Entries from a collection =
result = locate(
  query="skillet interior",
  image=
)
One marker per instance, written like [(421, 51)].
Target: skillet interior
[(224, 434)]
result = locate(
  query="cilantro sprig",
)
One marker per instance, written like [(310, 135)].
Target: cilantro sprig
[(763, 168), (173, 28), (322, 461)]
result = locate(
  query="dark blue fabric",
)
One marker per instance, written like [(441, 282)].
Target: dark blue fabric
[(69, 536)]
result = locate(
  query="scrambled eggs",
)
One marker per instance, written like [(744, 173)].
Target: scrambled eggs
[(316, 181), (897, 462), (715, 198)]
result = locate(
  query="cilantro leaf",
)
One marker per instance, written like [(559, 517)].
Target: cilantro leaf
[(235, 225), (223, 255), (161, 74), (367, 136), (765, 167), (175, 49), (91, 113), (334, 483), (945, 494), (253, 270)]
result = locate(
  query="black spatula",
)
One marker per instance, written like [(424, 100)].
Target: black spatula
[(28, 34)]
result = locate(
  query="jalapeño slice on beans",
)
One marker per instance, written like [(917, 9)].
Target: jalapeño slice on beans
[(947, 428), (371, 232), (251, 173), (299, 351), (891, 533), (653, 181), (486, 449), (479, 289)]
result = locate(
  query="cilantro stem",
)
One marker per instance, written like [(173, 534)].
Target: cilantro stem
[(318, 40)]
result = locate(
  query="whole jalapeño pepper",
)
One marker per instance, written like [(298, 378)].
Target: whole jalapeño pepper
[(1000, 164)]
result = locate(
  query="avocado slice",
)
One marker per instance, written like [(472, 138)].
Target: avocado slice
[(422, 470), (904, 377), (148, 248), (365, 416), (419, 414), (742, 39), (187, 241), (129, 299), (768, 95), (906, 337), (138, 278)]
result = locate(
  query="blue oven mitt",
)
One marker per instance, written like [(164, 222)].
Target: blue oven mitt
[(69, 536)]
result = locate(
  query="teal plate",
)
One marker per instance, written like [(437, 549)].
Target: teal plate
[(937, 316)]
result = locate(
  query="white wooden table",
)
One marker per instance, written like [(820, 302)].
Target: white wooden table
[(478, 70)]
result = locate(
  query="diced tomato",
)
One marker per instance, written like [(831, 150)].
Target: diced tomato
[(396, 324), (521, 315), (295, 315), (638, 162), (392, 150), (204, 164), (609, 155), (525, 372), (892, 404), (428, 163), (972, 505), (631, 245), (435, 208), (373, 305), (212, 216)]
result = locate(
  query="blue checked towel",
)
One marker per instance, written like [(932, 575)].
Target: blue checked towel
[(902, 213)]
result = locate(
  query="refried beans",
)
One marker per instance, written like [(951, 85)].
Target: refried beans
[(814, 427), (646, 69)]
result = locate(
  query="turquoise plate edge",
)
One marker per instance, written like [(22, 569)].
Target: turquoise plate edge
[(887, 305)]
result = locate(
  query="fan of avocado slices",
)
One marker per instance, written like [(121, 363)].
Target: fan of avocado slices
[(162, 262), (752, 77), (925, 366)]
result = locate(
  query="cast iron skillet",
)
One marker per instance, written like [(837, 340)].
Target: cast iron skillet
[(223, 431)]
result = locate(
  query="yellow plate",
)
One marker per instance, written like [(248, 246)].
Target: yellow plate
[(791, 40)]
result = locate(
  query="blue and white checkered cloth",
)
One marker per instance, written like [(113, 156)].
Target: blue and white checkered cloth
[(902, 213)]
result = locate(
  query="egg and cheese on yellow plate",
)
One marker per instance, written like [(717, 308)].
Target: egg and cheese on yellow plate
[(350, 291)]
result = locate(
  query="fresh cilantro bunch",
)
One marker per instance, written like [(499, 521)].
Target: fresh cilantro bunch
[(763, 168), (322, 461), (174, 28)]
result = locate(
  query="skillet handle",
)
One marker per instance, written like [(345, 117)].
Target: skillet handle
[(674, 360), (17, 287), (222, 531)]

WORK INSTRUCTIONS =
Reproduce every line of the listing above without any changes.

EXERCISE RESULT =
result = locate(
  query="skillet interior",
  image=
)
One marker per instance, written like [(421, 51)].
Target: skillet interior
[(224, 434)]
result = locate(
  query="cilantro sprig",
)
One marker per instance, written like [(310, 135)].
Target: cilantro sprig
[(763, 168), (173, 28), (322, 461)]
result = locate(
  query="dark blue fabric",
)
One marker per instance, written like [(441, 282)].
Target: dark blue fabric
[(69, 536)]
result = locate(
  query="scrambled eggs",
)
One marker per instance, written like [(744, 173)].
Target: scrambled eggs
[(316, 181), (897, 462), (715, 198)]
result = locate(
  query="cilantro leaf",
)
One marker per instance, written like [(559, 517)].
Target: cilantro leaf
[(235, 225), (223, 255), (161, 74), (367, 136), (765, 167), (175, 49), (91, 113), (334, 483), (945, 494), (253, 270)]
result = locate(
  query="black spatula",
)
One marker per instance, written like [(424, 100)].
Target: black spatula
[(28, 34)]
result = locate(
  query="jalapeño slice on beans",
)
One marker per instance, written like [(917, 9)].
Target: jalapeño slice on beans
[(947, 428), (371, 232), (251, 173), (299, 351), (891, 533), (653, 181), (486, 449), (479, 289)]
result = locate(
  query="cilantro stem",
)
One marker per instance, written like [(173, 534)].
Target: cilantro stem
[(318, 40)]
result = locate(
  query="whole jalapeño pepper",
)
One marker per instance, written like [(298, 378)].
Target: whole jalapeño pepper
[(1000, 164)]
result = locate(
  query="avocado slice",
)
One marker per instance, written like [(472, 138)].
Target: avocado slice
[(422, 470), (904, 377), (148, 248), (365, 416), (419, 414), (742, 39), (187, 241), (129, 299), (768, 95), (906, 337), (138, 278)]
result = locate(
  query="blue oven mitt",
)
One marker per instance, written like [(164, 222)].
Target: blue oven mitt
[(69, 536)]
result = locate(
  query="teal plate",
)
One marker per instance, written like [(437, 549)].
Target: teal plate
[(937, 316)]
result = locate(
  query="white wooden table",
)
One marker per instance, written like [(820, 302)].
Target: white wooden table
[(478, 70)]
result = locate(
  query="diced tomato",
)
One marker per instance, written like [(831, 150)].
Target: diced tomato
[(396, 324), (521, 315), (295, 315), (638, 162), (392, 150), (204, 164), (609, 155), (525, 372), (892, 404), (428, 163), (972, 505), (631, 245), (435, 208), (373, 305), (212, 216)]
result = locate(
  query="blue checked towel",
)
One marker per instance, written like [(932, 575)].
Target: blue checked towel
[(902, 213)]
result = locate(
  query="refried beans",
)
One marker per instance, written like [(951, 85)].
Target: refried beans
[(814, 427), (646, 69)]
result = locate(
  query="turquoise plate edge",
)
One marker per instance, written like [(22, 569)].
Target: turquoise plate edge
[(887, 305)]
result = locate(
  query="fan of avocado slices",
)
One marker per instance, written like [(121, 363)].
Target: fan of avocado slices
[(162, 262), (752, 77), (925, 366)]
result = locate(
  query="cast iron skillet",
)
One marker per instance, written like [(837, 340)].
Target: cast iron skillet
[(223, 431)]
result = locate(
  query="yellow plate",
)
One marker per instance, written like [(248, 246)].
Target: yellow plate
[(791, 40)]
result = locate(
  query="blue and white checkered cloth",
)
One marker per instance, written like [(113, 156)].
Target: blue and white checkered cloth
[(902, 213)]
result = locate(
  query="egg and cheese on yellow plate",
)
One marker per instance, written like [(717, 308)].
Target: egg and cheese on yellow plate
[(350, 291)]
result = locate(
  query="fresh cilantro bunch",
)
One marker per instance, written like [(499, 521)].
Target: fresh cilantro bunch
[(763, 168), (322, 461), (174, 28)]
result = locate(
  query="skillet handle",
)
One marker per instance, written like [(345, 117)].
Target: skillet handle
[(674, 360), (17, 287), (222, 531)]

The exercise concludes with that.